## Passage given
####

Particular examples of maximum hangover values include zero, one,
ten, and twenty segments for phase-based VAD and eight, ten,
twelve, and twenty segments for gain-based VAD. It is noted that
signal generator SG10 may also be implemented to apply a hangover
to onset indication TI10a and/or offset indication TI10b.
[0131] FIG. 16A shows a block diagram of another implementation
SG16 of signal generator SG12 in which the combined multichannel
VAD signal is produced by combining gain difference VAD signal V10
and phase difference VAD signal V20 using AND logic AN10 instead.
Further implementations of signal generator SG14 or SG16 may also
include hangover logic configured to extend onset indication TI10a,
logic to override an indication of voice activity for a segment in
which onset indication TI10a and offset indication TI10b are both
active, and/or inputs for one or more other VAD signals at AND
logic AN10, OR logic OR10, and/or OR logic OR20.
[0132] Additionally or in the alternative to adaptive hangover
control, onset and/or offset detection may be used to vary a gain
of another VAD signal, such as gain difference VAD signal V10
and/or phase difference VAD signal V20. For example, the VAD
statistic may be multiplied (before thresholding) by a factor
greater than one, in response to onset and/or offset indication. In
one such example, a phase-based VAD statistic (e.g., a coherency
measure) is multiplied by a factor ph_mult>1, and a gain-based
VAD statistic (e.g., a difference between channel levels) is
multiplied by a factor pd_mult>1, if onset detection or offset
detection is indicated for the segment. Examples of values for
ph_mult include 2, 3, 3.5, 3.8, 4, and 4.5. Examples of values for
pd_mult include 1.2, 1.5, 1.7, and 2.0. Alternatively, one or more
such statistics may be attenuated (e.g., multiplied by a factor
less than one), in response to a lack of onset and/or offset
detection in the segment. In general, any method of biasing the
statistic in response to onset and/or offset detection state may be
used (e.g., adding a positive bias value in response to detection
or a negative bias value in response to lack of detection, raising
or lowering a threshold value for the test statistic according to
the onset and/or offset detection, and/or otherwise modifying a
relation between the test statistic and the corresponding
threshold).

####

## Dataset
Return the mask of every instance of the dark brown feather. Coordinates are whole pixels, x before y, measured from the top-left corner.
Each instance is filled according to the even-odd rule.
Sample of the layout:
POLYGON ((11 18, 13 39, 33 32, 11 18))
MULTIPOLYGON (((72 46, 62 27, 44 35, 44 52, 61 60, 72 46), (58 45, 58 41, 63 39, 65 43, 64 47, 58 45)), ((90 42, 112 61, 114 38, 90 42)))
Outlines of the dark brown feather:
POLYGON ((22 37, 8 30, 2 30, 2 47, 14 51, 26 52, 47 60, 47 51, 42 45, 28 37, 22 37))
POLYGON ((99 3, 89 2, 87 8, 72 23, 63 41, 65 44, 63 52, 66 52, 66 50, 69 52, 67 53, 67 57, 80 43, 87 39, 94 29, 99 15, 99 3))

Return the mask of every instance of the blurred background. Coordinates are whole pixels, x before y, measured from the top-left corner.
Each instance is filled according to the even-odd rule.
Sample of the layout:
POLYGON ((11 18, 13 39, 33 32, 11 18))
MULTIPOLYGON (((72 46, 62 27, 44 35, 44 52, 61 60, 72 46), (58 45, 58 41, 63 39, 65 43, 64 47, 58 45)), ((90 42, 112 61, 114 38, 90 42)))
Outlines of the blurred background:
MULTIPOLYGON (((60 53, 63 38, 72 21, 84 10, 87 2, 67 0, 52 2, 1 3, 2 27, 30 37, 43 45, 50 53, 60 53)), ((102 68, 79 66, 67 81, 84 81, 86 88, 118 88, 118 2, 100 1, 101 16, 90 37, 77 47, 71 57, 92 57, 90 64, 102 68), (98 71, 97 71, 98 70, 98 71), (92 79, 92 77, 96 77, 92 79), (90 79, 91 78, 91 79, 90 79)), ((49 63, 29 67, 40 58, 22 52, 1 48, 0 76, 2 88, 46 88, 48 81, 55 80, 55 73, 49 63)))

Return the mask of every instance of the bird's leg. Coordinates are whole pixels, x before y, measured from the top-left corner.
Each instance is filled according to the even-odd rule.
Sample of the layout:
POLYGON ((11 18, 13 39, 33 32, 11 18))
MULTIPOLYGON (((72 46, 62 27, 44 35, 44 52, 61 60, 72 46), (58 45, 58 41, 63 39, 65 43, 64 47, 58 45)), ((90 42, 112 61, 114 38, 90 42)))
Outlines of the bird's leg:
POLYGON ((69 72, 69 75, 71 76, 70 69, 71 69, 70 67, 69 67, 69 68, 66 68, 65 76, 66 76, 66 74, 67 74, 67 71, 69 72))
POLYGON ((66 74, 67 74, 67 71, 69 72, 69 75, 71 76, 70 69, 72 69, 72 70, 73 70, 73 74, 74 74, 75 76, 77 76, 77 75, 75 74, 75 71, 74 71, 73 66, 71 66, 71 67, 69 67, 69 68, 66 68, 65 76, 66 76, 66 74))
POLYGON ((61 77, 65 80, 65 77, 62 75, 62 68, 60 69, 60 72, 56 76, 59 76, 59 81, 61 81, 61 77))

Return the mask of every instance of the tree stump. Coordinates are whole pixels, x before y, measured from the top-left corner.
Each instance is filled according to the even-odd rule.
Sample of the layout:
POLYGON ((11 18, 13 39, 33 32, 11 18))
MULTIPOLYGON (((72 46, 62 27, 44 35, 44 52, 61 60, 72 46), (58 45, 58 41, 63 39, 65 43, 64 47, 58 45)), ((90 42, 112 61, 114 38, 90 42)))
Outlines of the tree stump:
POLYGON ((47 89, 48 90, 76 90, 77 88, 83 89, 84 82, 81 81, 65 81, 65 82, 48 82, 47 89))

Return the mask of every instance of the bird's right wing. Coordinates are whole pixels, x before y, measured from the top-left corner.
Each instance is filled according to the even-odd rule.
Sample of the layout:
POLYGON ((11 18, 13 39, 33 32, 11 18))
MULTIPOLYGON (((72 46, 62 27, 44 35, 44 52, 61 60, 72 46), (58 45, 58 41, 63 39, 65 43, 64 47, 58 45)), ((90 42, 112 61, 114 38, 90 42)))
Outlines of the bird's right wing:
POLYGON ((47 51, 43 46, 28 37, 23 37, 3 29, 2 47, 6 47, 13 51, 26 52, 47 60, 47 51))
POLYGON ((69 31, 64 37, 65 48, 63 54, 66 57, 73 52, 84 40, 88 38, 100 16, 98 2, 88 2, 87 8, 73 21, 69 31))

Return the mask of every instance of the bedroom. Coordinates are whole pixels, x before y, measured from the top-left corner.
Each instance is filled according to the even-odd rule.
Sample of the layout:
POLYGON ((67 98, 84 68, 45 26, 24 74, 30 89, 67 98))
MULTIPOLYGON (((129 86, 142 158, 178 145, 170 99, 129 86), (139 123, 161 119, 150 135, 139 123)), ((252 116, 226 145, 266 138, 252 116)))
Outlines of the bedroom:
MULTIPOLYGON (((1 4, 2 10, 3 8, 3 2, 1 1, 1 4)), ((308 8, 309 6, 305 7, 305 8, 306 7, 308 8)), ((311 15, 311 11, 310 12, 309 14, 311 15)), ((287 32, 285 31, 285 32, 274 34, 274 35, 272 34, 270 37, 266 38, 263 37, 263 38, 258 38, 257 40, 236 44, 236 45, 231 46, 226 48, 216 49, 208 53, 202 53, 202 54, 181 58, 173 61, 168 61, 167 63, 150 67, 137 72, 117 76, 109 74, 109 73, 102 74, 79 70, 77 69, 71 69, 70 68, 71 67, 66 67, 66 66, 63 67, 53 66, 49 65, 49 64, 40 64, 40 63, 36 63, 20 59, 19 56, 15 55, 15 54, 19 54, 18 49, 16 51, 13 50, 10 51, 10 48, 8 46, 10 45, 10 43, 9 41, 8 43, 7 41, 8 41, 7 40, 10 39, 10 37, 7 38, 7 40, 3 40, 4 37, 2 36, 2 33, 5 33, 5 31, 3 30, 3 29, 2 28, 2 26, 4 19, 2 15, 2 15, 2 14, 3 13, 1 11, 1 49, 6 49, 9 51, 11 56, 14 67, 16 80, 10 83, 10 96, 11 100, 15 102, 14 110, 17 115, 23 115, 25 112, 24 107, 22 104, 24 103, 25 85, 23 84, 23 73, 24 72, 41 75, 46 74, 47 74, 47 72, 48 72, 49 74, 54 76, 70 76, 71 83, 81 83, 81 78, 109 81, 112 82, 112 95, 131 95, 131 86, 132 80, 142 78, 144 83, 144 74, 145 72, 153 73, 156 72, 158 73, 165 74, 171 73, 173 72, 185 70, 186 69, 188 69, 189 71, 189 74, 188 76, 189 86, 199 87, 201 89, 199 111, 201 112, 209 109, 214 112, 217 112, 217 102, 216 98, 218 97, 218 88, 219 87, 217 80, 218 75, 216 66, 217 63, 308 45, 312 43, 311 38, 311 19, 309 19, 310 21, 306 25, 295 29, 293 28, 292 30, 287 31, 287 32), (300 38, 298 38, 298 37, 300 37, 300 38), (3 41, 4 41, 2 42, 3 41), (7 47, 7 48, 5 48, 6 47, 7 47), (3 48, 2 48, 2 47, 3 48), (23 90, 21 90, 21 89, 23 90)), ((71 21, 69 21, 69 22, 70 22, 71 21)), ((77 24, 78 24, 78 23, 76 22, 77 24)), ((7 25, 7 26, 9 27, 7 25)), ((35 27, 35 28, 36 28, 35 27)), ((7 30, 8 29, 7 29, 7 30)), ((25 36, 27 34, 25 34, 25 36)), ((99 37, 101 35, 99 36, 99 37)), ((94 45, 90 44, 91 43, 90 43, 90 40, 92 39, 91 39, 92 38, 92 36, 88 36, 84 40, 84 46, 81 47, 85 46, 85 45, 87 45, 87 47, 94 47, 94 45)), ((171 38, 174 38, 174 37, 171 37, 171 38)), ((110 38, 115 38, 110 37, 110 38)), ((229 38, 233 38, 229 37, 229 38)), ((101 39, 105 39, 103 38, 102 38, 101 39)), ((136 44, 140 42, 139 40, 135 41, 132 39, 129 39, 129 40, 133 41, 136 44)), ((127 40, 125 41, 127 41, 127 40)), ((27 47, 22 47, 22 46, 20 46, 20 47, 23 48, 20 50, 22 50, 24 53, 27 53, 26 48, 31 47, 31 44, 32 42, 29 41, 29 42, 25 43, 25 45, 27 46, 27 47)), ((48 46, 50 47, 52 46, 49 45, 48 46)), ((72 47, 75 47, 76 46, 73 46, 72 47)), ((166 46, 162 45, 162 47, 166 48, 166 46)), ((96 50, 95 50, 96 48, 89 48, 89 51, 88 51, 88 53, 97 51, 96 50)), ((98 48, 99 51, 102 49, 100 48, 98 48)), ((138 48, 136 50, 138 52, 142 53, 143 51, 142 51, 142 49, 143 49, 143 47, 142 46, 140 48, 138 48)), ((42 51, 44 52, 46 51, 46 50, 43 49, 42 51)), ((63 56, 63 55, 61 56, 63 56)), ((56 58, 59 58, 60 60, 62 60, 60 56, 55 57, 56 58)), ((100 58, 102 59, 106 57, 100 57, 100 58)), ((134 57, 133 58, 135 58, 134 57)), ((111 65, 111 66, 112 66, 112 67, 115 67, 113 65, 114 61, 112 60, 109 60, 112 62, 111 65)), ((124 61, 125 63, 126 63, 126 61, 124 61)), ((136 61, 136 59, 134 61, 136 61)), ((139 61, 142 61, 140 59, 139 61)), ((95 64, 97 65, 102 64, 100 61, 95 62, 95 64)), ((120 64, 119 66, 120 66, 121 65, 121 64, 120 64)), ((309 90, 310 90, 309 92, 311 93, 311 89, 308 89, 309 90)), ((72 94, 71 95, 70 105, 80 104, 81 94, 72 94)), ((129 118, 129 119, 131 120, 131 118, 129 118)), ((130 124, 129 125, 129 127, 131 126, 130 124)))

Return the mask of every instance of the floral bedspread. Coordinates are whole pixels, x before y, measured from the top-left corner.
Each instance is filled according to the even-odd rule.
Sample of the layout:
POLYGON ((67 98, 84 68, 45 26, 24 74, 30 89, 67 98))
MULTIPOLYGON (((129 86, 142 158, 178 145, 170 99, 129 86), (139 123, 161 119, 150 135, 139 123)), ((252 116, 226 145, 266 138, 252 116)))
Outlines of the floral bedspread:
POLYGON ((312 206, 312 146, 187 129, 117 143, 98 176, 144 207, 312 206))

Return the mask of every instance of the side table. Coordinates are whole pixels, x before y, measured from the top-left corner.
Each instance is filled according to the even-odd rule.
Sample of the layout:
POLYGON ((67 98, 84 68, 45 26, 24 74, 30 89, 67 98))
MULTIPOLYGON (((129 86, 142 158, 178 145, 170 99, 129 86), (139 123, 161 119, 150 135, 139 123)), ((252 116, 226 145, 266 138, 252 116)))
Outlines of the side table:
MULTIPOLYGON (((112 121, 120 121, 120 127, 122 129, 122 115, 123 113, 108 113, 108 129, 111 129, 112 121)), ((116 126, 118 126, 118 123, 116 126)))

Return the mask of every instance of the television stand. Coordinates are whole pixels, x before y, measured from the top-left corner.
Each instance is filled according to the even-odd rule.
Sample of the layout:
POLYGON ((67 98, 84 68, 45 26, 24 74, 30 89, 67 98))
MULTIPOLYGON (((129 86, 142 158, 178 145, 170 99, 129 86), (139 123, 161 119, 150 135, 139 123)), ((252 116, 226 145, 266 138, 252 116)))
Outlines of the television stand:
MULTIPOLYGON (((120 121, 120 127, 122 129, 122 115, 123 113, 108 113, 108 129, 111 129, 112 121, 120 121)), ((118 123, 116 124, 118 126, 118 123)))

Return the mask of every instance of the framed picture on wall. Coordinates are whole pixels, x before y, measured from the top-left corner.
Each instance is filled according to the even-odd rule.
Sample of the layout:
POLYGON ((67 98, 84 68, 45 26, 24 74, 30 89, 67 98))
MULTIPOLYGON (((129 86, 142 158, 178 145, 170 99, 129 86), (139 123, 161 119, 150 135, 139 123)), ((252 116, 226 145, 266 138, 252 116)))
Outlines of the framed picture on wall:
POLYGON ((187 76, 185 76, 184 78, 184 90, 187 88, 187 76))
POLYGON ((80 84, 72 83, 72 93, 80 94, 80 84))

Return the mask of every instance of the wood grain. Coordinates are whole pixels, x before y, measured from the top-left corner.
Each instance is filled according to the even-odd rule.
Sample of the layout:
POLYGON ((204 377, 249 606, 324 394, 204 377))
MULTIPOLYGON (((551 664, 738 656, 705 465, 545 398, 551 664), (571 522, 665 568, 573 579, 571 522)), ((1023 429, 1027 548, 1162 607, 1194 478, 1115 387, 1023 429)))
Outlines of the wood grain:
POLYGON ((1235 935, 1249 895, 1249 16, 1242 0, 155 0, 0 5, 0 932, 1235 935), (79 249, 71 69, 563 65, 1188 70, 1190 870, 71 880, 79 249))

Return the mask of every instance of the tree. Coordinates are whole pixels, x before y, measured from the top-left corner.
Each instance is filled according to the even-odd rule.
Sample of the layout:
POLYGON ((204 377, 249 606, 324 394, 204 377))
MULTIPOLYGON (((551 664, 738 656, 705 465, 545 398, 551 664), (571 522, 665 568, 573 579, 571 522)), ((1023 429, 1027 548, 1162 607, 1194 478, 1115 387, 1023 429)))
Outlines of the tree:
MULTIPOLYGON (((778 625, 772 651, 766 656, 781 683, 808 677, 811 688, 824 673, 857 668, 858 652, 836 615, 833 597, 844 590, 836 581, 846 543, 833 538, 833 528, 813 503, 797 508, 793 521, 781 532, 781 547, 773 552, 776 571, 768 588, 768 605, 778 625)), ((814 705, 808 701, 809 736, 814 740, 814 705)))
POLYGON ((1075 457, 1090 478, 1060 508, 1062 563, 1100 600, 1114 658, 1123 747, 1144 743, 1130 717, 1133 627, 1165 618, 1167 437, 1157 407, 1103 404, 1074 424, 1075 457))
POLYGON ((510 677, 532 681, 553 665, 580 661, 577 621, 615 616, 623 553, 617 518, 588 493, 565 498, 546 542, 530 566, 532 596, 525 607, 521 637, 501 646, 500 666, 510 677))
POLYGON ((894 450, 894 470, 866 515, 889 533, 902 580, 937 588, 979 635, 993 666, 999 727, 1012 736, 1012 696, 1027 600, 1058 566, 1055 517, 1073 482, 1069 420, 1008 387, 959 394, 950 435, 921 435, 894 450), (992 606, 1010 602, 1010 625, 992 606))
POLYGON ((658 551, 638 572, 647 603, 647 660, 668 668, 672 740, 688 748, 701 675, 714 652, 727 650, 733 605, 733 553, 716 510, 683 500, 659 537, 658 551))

####

## Tasks and exercises
1. Rewrite the passage on voice activity detection from "Particular examples of" up to and including "offset indication TI10b.", putting "signal synthesizer" in place of "signal generator".
2. From the rows, print verbatim the lines from the line with "Return the mask of every instance of the side" up to and including the line with "MULTIPOLYGON (((112 121, 120".

## Written responses
1.
Particular examples of maximum hangover values include zero, one,
ten, and twenty segments for phase-based VAD and eight, ten,
twelve, and twenty segments for gain-based VAD. It is noted that
signal synthesizer SG10 may also be implemented to apply a hangover
to onset indication TI10a and/or offset indication TI10b.

2.
Return the mask of every instance of the side table. Coordinates are whole pixels, x before y, measured from the top-left corner.
Each instance is filled according to the even-odd rule.
Sample of the layout:
POLYGON ((67 98, 84 68, 45 26, 24 74, 30 89, 67 98))
MULTIPOLYGON (((129 86, 142 158, 178 145, 170 99, 129 86), (139 123, 161 119, 150 135, 139 123)), ((252 116, 226 145, 266 138, 252 116)))
Outlines of the side table:
MULTIPOLYGON (((112 121, 120 121, 120 127, 122 129, 122 115, 123 113, 108 113, 108 129, 111 129, 112 121)), ((116 126, 118 126, 118 123, 116 126)))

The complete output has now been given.